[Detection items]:
★ ★ ★ ★ ★

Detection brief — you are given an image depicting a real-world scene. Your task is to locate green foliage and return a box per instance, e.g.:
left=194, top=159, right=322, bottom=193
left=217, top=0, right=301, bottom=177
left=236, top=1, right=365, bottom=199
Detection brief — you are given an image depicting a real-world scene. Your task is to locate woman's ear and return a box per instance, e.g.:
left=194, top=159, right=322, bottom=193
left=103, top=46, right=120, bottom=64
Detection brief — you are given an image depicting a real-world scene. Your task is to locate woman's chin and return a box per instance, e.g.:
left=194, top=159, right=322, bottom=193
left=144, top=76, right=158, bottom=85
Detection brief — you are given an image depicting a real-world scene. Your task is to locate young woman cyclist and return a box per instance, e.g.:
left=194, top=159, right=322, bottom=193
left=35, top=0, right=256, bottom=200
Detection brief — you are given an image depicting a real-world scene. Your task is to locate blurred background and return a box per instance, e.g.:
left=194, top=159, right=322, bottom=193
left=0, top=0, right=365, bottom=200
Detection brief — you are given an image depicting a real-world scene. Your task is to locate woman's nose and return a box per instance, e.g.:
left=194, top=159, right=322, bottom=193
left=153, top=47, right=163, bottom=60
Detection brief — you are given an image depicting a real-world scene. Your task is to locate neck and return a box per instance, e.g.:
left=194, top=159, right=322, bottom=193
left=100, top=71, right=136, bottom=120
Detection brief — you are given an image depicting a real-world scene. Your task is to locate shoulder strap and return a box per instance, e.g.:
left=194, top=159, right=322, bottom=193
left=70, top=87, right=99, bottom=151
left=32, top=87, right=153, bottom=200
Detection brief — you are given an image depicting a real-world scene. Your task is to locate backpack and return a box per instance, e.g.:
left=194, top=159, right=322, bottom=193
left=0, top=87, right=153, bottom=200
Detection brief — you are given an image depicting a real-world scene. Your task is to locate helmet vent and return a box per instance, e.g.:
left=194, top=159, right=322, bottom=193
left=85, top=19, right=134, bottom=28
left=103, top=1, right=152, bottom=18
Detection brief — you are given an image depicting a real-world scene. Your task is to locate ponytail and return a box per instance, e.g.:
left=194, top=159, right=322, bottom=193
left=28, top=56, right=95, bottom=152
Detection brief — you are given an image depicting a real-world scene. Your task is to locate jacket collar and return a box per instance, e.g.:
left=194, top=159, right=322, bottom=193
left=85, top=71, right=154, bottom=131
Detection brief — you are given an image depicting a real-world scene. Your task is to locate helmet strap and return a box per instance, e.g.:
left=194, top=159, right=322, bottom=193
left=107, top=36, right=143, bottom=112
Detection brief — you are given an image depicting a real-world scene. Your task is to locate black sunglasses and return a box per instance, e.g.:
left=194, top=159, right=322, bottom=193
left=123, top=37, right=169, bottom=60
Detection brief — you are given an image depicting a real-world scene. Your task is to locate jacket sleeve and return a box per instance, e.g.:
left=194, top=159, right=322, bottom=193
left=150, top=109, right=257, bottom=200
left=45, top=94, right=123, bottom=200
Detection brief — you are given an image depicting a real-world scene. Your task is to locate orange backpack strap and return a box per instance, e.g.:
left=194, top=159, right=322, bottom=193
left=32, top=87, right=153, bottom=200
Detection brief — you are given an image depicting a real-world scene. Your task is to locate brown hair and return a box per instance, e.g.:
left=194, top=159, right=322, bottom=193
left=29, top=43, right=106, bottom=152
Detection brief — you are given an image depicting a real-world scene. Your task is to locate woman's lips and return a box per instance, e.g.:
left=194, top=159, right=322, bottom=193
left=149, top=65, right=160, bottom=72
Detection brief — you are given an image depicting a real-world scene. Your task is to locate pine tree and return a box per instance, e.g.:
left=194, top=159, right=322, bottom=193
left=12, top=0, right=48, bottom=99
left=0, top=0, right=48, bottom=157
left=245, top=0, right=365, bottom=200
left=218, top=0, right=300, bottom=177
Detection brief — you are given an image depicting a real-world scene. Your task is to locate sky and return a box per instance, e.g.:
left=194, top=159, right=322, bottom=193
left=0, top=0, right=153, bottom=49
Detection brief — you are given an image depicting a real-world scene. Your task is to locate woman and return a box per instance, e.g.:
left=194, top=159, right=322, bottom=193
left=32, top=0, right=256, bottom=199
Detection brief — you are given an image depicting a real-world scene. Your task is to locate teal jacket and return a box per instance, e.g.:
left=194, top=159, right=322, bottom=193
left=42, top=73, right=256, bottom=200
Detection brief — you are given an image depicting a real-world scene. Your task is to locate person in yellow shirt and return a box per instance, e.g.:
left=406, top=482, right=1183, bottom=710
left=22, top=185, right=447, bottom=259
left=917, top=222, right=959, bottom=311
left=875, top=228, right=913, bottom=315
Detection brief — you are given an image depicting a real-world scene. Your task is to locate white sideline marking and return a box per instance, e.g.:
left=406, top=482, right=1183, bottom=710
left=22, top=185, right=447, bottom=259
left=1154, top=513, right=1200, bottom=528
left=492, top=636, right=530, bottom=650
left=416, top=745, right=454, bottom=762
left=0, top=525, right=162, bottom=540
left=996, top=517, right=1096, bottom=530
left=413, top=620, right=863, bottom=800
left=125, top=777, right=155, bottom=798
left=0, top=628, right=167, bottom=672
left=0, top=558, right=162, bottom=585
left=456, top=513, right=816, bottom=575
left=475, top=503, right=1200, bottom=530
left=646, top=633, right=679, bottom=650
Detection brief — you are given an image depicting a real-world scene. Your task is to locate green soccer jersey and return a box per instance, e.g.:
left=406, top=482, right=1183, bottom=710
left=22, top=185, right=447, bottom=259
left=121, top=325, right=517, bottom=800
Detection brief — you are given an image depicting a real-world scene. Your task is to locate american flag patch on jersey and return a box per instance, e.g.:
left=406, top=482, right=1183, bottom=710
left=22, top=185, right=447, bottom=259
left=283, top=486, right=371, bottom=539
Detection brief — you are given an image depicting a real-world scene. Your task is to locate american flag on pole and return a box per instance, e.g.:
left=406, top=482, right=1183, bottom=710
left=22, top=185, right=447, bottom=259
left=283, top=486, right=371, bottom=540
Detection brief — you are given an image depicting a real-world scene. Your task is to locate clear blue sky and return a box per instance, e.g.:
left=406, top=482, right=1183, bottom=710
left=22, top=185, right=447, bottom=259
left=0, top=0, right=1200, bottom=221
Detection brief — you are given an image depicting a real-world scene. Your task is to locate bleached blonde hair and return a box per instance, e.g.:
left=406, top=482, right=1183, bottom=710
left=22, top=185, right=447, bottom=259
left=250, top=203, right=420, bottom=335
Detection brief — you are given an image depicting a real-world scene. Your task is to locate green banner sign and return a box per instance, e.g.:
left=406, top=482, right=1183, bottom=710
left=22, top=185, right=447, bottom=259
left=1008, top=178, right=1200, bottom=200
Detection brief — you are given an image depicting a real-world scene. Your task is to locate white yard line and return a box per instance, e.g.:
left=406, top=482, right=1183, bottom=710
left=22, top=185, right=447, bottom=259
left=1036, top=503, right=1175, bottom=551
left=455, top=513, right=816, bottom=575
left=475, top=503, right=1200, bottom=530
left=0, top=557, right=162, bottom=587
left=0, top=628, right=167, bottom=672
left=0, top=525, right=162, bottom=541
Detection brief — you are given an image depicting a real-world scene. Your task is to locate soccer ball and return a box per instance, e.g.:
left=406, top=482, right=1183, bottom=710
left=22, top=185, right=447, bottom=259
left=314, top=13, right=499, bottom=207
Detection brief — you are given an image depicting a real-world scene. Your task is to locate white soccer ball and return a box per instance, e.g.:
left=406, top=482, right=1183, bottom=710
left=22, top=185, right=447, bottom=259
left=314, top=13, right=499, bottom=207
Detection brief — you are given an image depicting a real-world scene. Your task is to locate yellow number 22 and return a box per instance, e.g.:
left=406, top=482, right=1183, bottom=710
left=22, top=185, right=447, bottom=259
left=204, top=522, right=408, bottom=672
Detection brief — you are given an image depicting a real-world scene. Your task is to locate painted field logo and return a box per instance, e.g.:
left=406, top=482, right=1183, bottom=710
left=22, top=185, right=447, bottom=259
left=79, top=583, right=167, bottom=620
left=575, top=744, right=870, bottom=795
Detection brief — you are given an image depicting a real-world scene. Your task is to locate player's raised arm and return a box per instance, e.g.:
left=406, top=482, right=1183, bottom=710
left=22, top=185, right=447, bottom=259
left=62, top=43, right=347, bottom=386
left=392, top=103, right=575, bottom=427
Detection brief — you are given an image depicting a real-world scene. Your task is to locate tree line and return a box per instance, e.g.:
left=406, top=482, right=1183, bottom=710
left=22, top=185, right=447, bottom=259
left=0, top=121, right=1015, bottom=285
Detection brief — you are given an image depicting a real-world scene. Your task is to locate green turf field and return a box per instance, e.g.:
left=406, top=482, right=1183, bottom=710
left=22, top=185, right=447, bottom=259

★ ★ ★ ★ ★

[DIRECTIONS]:
Please recast the stretch from the line containing "locate white sideline" through the line containing "left=646, top=633, right=679, bottom=650" in the items above as a Markdown table with the columns No. and Line, one row per line, numbered in order, with blank lines left out.

[RESPONSE TO THIS EXERCISE]:
| No. | Line |
|---|---|
| 1 | Detection brief — you are given an image depicting a real-world scene. Your task is to locate white sideline marking and return a box per instance, e.g.: |
| 2 | left=406, top=482, right=1183, bottom=710 |
| 3 | left=22, top=185, right=447, bottom=259 |
| 4 | left=1154, top=513, right=1200, bottom=528 |
| 5 | left=492, top=636, right=530, bottom=650 |
| 6 | left=416, top=745, right=454, bottom=762 |
| 7 | left=0, top=525, right=162, bottom=540 |
| 8 | left=996, top=517, right=1096, bottom=530 |
| 9 | left=413, top=620, right=863, bottom=800 |
| 10 | left=125, top=777, right=155, bottom=798 |
| 11 | left=0, top=628, right=167, bottom=672 |
| 12 | left=0, top=558, right=162, bottom=585 |
| 13 | left=456, top=513, right=816, bottom=575 |
| 14 | left=475, top=503, right=1200, bottom=530 |
| 15 | left=646, top=633, right=679, bottom=650 |